Page excerpt =>
== Segment start ==

This paper will define human capital measurement and management and explore recent interest in the subject. It will then discuss the application of human capital management at Standard Chartered Bank, focusing on its Human Capital Scorecard, to highlight the value obtained through the successful application of human capital in a global organization. This paper will identify the conceptual approach, examples of the measures applied, data reporting, and how the data is analysed and monitored. The paper will also detail the challenges faced by the Bank and the lessons learned in the implementation of a human capital strategy to provide practical guidance for human resource and other organizational professionals regardless of their starting point on the journey.

Defining Human Capital

The roots of human capital lie in economics rather than management theory, particularly regarding the economic progression of developing countries. In terms of organizations, human capital is defined as:

“an approach to people management that treats it as a high-level strategic issue and seeks systematically to analyse, measure and evaluate how people policies and practices create value” (Accounting for People, 2003, p.3).

Similarly, the Chartered Institute of Personnel and Development in the United Kingdom states that/’human capital is the skill, experience and capacity to develop and innovate, that is owned by individuals” (Chartered Institute for Personnel and Development, 2006, p.6).

However, the broad nature of these definitions highlights that there are two clear parts of human capital – how the impact is measured and how it is subsequently managed. The term human capital management is often used interchangeably to refer to both when in fact they are complementary but fundamentally different fields. At Standard Chartered Bank, the term human capital is used to refer to the talents, skills and knowledge of employees. Human capital management concerns how these capabilities are developed and productively applied to deliver business performance and long-term strategic goals. However, human capital measurement focuses on the analytics deployed to measure and report on how well human capital management strategies and interventions are delivering these desired capabilities.

Human capital management has attracted an increasing interest over the last three years from not just the human resources profession, media, and consultancy research, but more recently analysts and business commentators. This interest is evidenced by the proliferation of articles and discussion on human capital in the professional press over the last three years. There is almost unanimous support for the measurement of human capital internally and externally to the organization, yet the term remains subject to debate and its implementation varies widely. This is coupled with the preoccupation of whether human capital is a fad or the future of Human Resource Management (HRM). In reality, it does not supersede HRM, nor is it purely a measurement-based approach to HRM – they are entirely complementary.

== Segment end ==

Records shown =>
== Segment start ==

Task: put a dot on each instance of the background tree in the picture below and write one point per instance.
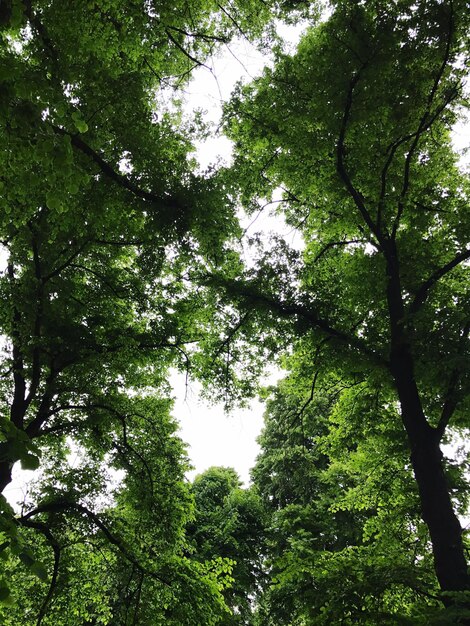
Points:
(355, 129)
(229, 524)
(346, 543)
(102, 213)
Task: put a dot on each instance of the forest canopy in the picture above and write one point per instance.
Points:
(123, 261)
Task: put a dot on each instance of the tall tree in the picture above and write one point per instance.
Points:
(102, 212)
(345, 540)
(355, 130)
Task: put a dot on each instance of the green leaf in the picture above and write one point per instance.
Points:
(40, 571)
(5, 594)
(29, 462)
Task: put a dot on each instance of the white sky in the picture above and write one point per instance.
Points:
(213, 437)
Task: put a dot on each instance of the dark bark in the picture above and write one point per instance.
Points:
(5, 474)
(426, 456)
(436, 505)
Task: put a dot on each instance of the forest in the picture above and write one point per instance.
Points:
(122, 260)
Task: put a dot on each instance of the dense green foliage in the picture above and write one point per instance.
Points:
(229, 523)
(121, 262)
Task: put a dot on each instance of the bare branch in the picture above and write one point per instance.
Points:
(333, 244)
(423, 292)
(427, 119)
(63, 506)
(117, 177)
(302, 312)
(357, 197)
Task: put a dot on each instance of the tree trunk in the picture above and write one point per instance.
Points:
(426, 457)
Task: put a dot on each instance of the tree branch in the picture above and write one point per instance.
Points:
(117, 177)
(423, 292)
(426, 120)
(44, 529)
(452, 397)
(341, 154)
(64, 506)
(291, 309)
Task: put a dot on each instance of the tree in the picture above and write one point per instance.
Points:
(102, 213)
(345, 540)
(229, 524)
(355, 130)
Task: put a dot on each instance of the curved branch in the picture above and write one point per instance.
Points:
(292, 310)
(117, 177)
(341, 154)
(423, 292)
(55, 572)
(64, 506)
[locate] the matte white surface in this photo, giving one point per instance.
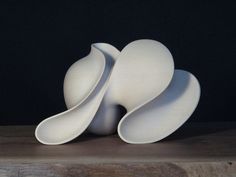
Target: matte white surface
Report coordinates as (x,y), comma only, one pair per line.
(142,71)
(139,79)
(66,126)
(165,114)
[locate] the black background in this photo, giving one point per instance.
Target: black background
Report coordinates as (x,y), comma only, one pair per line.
(39,41)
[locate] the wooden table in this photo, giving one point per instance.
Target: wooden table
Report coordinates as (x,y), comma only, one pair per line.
(196,149)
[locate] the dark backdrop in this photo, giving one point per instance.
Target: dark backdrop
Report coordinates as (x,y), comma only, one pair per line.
(39,41)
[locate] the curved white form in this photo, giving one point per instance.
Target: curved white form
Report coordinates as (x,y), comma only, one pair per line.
(165,114)
(142,71)
(136,89)
(66,126)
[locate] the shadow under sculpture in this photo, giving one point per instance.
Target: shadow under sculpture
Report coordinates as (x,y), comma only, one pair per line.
(141,79)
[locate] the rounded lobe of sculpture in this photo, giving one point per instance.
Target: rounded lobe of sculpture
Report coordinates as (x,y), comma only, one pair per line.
(67,125)
(143,70)
(163,115)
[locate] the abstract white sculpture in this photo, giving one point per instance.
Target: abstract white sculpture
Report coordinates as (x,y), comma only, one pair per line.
(141,78)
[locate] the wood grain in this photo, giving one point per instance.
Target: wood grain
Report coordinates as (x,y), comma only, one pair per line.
(196,149)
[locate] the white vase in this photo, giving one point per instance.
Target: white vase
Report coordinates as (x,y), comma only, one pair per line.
(155,99)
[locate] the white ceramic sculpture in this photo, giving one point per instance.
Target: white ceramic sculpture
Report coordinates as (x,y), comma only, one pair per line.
(141,79)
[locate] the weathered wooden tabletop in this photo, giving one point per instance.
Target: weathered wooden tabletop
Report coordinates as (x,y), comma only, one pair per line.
(196,149)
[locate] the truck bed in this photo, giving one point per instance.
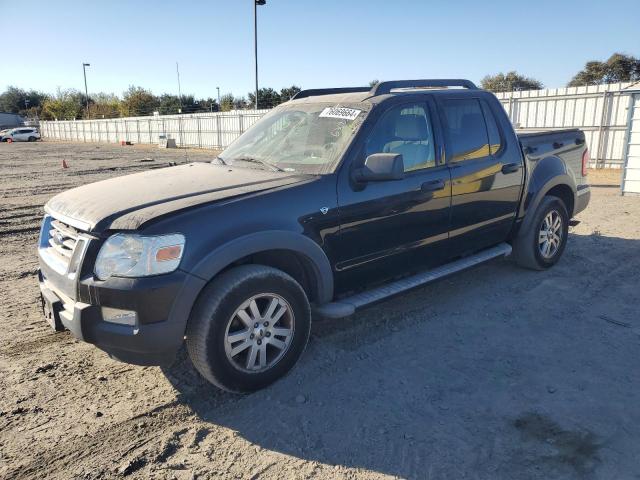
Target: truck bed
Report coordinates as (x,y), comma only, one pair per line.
(567,144)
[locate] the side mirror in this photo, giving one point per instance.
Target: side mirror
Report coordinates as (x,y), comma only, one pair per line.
(381,167)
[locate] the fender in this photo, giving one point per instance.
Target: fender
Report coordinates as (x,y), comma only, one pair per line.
(229,252)
(548,173)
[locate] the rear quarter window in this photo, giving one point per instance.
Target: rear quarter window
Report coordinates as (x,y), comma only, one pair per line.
(466,129)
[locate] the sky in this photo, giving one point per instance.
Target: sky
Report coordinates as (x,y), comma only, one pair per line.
(309,43)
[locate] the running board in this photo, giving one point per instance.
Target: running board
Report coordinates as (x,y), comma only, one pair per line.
(347,306)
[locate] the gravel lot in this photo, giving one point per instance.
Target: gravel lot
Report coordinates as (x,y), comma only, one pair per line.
(496,373)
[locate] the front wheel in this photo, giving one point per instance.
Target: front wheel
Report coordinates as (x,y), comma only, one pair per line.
(248,328)
(541,245)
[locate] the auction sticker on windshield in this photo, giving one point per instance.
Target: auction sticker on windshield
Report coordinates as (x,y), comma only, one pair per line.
(340,112)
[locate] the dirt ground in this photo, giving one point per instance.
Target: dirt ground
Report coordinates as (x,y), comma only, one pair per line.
(496,373)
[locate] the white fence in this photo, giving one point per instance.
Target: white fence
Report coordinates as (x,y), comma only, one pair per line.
(198,130)
(601,111)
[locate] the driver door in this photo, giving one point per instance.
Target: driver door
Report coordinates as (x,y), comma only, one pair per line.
(398,226)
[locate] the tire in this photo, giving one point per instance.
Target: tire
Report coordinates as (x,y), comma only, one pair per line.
(529,247)
(219,314)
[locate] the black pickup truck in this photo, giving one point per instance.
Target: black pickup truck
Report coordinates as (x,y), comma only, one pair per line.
(334,200)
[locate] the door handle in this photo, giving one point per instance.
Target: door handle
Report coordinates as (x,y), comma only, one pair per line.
(510,168)
(432,186)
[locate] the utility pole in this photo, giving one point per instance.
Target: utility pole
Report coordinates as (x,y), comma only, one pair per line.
(86,90)
(179,90)
(255,40)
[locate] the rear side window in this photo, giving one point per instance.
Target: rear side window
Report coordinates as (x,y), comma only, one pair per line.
(466,129)
(495,139)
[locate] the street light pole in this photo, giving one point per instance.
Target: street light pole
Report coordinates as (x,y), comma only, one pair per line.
(86,91)
(255,39)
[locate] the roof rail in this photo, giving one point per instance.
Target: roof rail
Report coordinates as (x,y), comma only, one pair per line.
(386,87)
(328,91)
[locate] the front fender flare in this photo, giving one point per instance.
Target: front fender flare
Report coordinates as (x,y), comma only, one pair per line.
(224,255)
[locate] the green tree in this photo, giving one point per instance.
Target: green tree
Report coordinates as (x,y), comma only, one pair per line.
(65,105)
(168,104)
(288,93)
(240,103)
(267,98)
(104,105)
(209,105)
(27,103)
(137,101)
(618,68)
(226,102)
(510,82)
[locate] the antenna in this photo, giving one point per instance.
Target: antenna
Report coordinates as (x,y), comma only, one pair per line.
(186,155)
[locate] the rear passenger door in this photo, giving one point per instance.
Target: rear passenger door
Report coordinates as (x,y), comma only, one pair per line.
(486,179)
(394,227)
(21,134)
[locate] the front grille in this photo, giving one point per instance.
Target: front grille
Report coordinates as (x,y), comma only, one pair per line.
(63,239)
(61,245)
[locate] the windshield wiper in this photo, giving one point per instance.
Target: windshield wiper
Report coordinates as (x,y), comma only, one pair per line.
(273,167)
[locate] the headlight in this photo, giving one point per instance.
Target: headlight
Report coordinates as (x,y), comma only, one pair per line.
(130,255)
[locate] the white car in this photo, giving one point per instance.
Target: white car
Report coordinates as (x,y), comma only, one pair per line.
(20,134)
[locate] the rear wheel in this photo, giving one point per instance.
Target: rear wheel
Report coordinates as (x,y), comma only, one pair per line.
(542,244)
(248,328)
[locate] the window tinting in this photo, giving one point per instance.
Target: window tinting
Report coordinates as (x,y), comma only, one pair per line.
(495,142)
(405,129)
(466,129)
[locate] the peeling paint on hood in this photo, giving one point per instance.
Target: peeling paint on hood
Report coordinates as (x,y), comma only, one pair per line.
(128,202)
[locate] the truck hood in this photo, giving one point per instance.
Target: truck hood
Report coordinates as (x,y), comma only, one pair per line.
(128,202)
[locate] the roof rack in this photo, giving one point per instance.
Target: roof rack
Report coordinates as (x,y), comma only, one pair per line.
(328,91)
(386,87)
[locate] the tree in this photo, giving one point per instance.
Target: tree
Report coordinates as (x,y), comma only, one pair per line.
(510,82)
(16,100)
(137,102)
(66,105)
(104,105)
(209,105)
(168,104)
(267,98)
(226,102)
(240,103)
(618,68)
(288,93)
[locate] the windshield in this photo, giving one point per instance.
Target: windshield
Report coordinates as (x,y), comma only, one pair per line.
(306,138)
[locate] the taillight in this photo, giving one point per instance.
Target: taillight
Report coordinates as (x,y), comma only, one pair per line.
(585,161)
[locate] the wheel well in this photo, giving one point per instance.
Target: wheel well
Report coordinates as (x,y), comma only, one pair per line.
(564,193)
(299,267)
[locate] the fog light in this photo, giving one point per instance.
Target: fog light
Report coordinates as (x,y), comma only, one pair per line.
(121,317)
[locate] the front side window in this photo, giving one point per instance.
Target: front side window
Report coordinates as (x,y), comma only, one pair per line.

== Segment end ==

Exercise requirements =>
a – According to the human capital text, where do the roots of human capital lie?
b – From the human capital text, output word for word the passage that begins at the words "Human capital management has" and stops after the words "are entirely complementary.".
c – Decide whether each statement agrees with the human capital text. Answer yes or no for each, and quote the words that decide it.
(i) At Standard Chartered Bank, human capital refers to the talents, skills and knowledge of employees.
(ii) Human capital management supersedes Human Resource Management.
(iii) The definition quoted from Accounting for People was published in 2006.

Exercise results =>
a – In economics rather than management theory, particularly regarding the economic progression of developing countries.

b –
Human capital management has attracted an increasing interest over the last three years from not just the human resources profession, media, and consultancy research, but more recently analysts and business commentators. This interest is evidenced by the proliferation of articles and discussion on human capital in the professional press over the last three years. There is almost unanimous support for the measurement of human capital internally and externally to the organization, yet the term remains subject to debate and its implementation varies widely. This is coupled with the preoccupation of whether human capital is a fad or the future of Human Resource Management (HRM). In reality, it does not supersede HRM, nor is it purely a measurement-based approach to HRM – they are entirely complementary.

c –
(i) Yes: "At Standard Chartered Bank, the term human capital is used to refer to the talents, skills and knowledge of employees."
(ii) No: "In reality, it does not supersede HRM"
(iii) No: "(Accounting for People, 2003, p.3)"